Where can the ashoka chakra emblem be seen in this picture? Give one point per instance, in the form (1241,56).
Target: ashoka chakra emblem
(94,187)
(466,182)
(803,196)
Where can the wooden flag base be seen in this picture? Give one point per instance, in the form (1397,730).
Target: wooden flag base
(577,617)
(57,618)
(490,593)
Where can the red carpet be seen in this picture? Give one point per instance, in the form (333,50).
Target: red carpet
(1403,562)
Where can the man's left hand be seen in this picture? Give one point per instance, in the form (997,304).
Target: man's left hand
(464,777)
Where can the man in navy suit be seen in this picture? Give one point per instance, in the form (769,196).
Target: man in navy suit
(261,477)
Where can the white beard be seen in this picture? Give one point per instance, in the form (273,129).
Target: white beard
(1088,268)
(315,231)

◆ Your task ◆
Format all of the material above as a JSON list of strings, with one string for each line and blank lines left out.

◆ Result of this exercise ◆
[
  "Where can the ashoka chakra emblem be seen in this picture? Give one point per instance, in the form (1241,56).",
  "Target: ashoka chakra emblem",
  "(94,187)",
  "(466,182)",
  "(803,196)",
  "Where can the wooden flag base be seen in this picture? Give one point per instance, in the form (1397,730).",
  "Target: wooden flag base",
  "(577,617)",
  "(57,618)",
  "(490,593)",
  "Where can the red carpet be seen in this picture? Give one point per instance, in the form (333,50).",
  "Target: red carpet",
  "(1403,562)",
  "Where can the man's left hand be seen in this picture? Give one point per instance, in the form (997,304).",
  "Target: man's left hand",
  "(464,777)",
  "Where can the man in navy suit be seen in this picture? Give one point per instance, in the form (769,196).",
  "Target: man in navy suit",
  "(261,477)",
  "Where can the white beard be seen in this picture? Give one point per instance, in the form (273,129).",
  "Target: white beard",
  "(1088,268)",
  "(315,231)"
]